Start of MATERIAL SHOWN

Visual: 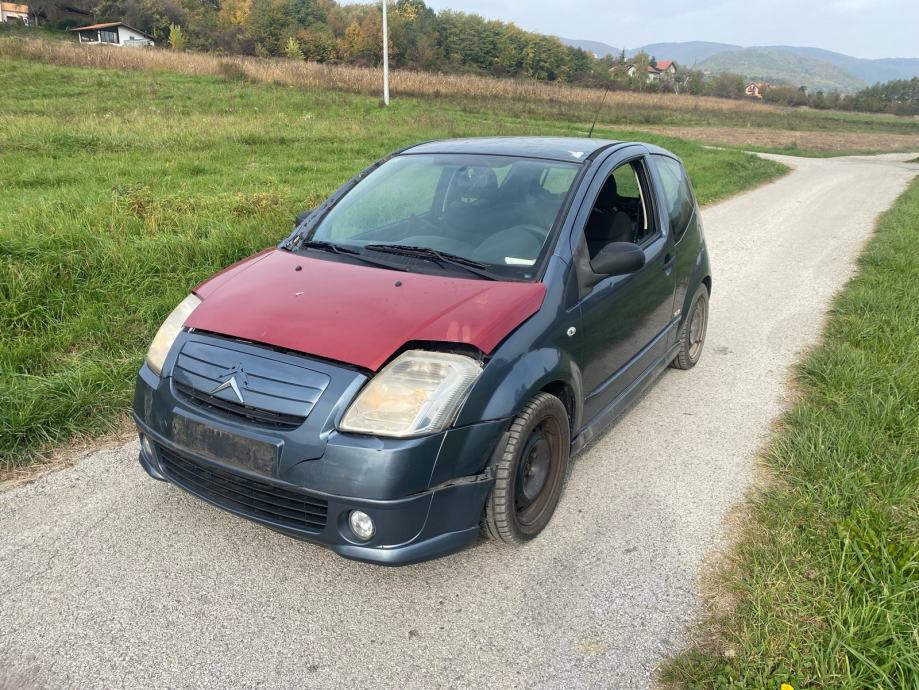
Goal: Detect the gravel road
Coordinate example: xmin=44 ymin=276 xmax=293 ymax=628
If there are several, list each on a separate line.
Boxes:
xmin=0 ymin=154 xmax=919 ymax=688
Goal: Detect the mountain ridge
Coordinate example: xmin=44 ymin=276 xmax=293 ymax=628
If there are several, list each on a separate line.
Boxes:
xmin=559 ymin=38 xmax=919 ymax=92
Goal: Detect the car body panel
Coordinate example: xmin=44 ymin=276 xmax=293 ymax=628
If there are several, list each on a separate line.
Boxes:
xmin=185 ymin=250 xmax=546 ymax=371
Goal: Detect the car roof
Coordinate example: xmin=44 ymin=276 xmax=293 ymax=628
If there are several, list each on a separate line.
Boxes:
xmin=400 ymin=137 xmax=626 ymax=163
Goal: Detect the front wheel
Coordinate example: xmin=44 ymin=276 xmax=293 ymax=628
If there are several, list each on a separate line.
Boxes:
xmin=482 ymin=393 xmax=571 ymax=544
xmin=672 ymin=285 xmax=708 ymax=369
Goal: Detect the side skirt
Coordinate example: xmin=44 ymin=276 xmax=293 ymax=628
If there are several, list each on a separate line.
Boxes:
xmin=571 ymin=343 xmax=680 ymax=455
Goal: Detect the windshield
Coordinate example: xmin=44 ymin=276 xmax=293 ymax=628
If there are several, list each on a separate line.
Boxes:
xmin=307 ymin=154 xmax=579 ymax=280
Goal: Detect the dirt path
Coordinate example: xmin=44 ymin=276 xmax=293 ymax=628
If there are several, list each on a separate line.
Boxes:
xmin=0 ymin=156 xmax=919 ymax=688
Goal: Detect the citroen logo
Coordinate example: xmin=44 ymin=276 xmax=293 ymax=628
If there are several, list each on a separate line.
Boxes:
xmin=210 ymin=364 xmax=248 ymax=403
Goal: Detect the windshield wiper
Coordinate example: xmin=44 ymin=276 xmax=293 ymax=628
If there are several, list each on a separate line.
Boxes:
xmin=364 ymin=244 xmax=500 ymax=280
xmin=297 ymin=240 xmax=408 ymax=271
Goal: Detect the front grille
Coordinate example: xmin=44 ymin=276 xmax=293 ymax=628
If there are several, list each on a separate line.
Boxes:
xmin=175 ymin=381 xmax=306 ymax=430
xmin=158 ymin=446 xmax=329 ymax=532
xmin=172 ymin=336 xmax=331 ymax=429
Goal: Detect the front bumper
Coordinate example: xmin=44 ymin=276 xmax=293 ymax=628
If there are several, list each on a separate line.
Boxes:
xmin=134 ymin=334 xmax=507 ymax=565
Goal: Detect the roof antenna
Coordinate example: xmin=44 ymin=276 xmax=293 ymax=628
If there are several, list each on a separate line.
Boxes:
xmin=587 ymin=86 xmax=609 ymax=139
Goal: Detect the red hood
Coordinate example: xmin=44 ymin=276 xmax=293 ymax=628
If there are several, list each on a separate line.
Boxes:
xmin=185 ymin=249 xmax=546 ymax=371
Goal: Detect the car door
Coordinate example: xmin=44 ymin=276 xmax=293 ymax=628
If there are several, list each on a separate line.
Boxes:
xmin=572 ymin=150 xmax=674 ymax=422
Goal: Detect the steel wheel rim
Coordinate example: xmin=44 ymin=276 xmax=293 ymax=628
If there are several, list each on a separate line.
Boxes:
xmin=514 ymin=418 xmax=561 ymax=527
xmin=689 ymin=296 xmax=708 ymax=361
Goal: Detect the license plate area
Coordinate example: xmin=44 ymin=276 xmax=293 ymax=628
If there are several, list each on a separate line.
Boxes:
xmin=172 ymin=413 xmax=281 ymax=477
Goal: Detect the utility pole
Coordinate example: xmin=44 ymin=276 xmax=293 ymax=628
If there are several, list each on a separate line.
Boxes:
xmin=383 ymin=0 xmax=389 ymax=105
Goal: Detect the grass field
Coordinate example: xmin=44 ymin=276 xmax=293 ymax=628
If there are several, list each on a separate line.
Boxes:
xmin=0 ymin=55 xmax=784 ymax=468
xmin=664 ymin=179 xmax=919 ymax=690
xmin=0 ymin=33 xmax=919 ymax=155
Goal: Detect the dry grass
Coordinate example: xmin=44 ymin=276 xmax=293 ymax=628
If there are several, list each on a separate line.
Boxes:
xmin=0 ymin=33 xmax=919 ymax=129
xmin=642 ymin=127 xmax=919 ymax=153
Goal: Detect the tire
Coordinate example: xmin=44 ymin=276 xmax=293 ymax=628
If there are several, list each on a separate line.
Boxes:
xmin=482 ymin=393 xmax=571 ymax=544
xmin=670 ymin=285 xmax=708 ymax=369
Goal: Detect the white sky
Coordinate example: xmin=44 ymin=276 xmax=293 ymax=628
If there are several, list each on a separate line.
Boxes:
xmin=380 ymin=0 xmax=919 ymax=58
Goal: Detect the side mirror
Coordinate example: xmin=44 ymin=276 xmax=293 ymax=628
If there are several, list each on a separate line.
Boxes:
xmin=590 ymin=242 xmax=645 ymax=276
xmin=294 ymin=208 xmax=316 ymax=228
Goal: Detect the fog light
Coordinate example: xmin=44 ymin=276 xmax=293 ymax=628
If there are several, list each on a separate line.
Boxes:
xmin=348 ymin=510 xmax=377 ymax=541
xmin=140 ymin=434 xmax=153 ymax=460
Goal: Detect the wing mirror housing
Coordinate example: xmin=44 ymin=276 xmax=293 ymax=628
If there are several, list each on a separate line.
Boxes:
xmin=590 ymin=242 xmax=645 ymax=276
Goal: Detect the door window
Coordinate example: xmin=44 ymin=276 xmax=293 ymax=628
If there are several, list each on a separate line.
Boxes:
xmin=584 ymin=159 xmax=656 ymax=258
xmin=654 ymin=155 xmax=694 ymax=242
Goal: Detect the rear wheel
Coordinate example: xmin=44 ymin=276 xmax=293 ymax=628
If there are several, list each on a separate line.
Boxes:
xmin=482 ymin=393 xmax=571 ymax=544
xmin=672 ymin=285 xmax=708 ymax=369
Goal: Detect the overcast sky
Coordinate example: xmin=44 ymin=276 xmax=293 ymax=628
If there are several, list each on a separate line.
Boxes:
xmin=412 ymin=0 xmax=919 ymax=58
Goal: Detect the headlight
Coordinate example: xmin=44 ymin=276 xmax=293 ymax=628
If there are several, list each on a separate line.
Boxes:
xmin=341 ymin=350 xmax=482 ymax=436
xmin=147 ymin=295 xmax=201 ymax=375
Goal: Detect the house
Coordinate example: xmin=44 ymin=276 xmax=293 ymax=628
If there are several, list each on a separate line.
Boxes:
xmin=0 ymin=2 xmax=29 ymax=26
xmin=744 ymin=81 xmax=770 ymax=99
xmin=71 ymin=22 xmax=153 ymax=48
xmin=648 ymin=60 xmax=676 ymax=79
xmin=610 ymin=60 xmax=676 ymax=82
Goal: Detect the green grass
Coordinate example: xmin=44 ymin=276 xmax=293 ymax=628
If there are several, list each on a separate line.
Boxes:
xmin=664 ymin=179 xmax=919 ymax=689
xmin=0 ymin=58 xmax=784 ymax=468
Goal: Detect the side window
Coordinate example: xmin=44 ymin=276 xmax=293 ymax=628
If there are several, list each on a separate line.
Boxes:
xmin=654 ymin=155 xmax=693 ymax=242
xmin=584 ymin=160 xmax=656 ymax=258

End of MATERIAL SHOWN

# [DIRECTIONS]
Rewrite the material from the line with "Goal: Detect the door window" to the line with "xmin=147 ymin=295 xmax=201 ymax=375" as a two-column CSV. Name the columns text and answer, give each Goal entry and its boxes one row, enclose every field in double quotes, and replace each line break inside a field with a space.

# [OUTPUT OF THE EXERCISE]
text,answer
"Goal: Detect the door window Coordinate example: xmin=44 ymin=276 xmax=293 ymax=628 If there are several, list each on a separate line. Boxes:","xmin=584 ymin=159 xmax=656 ymax=258 xmin=654 ymin=155 xmax=694 ymax=242"
"Goal: Detect the rear wheel Coordinate example: xmin=44 ymin=276 xmax=293 ymax=628 If there are several, list each on a separate line. Boxes:","xmin=482 ymin=393 xmax=571 ymax=544 xmin=672 ymin=285 xmax=708 ymax=369"
"Goal: Detect the overcast sky Coordinate example: xmin=44 ymin=276 xmax=293 ymax=628 If there are several, list each on a separate line. Boxes:","xmin=412 ymin=0 xmax=919 ymax=58"
"Goal: Detect the headlight Coordinate example: xmin=44 ymin=276 xmax=293 ymax=628 If there are several, list each on a separate line. Boxes:","xmin=341 ymin=350 xmax=482 ymax=436 xmin=147 ymin=295 xmax=201 ymax=375"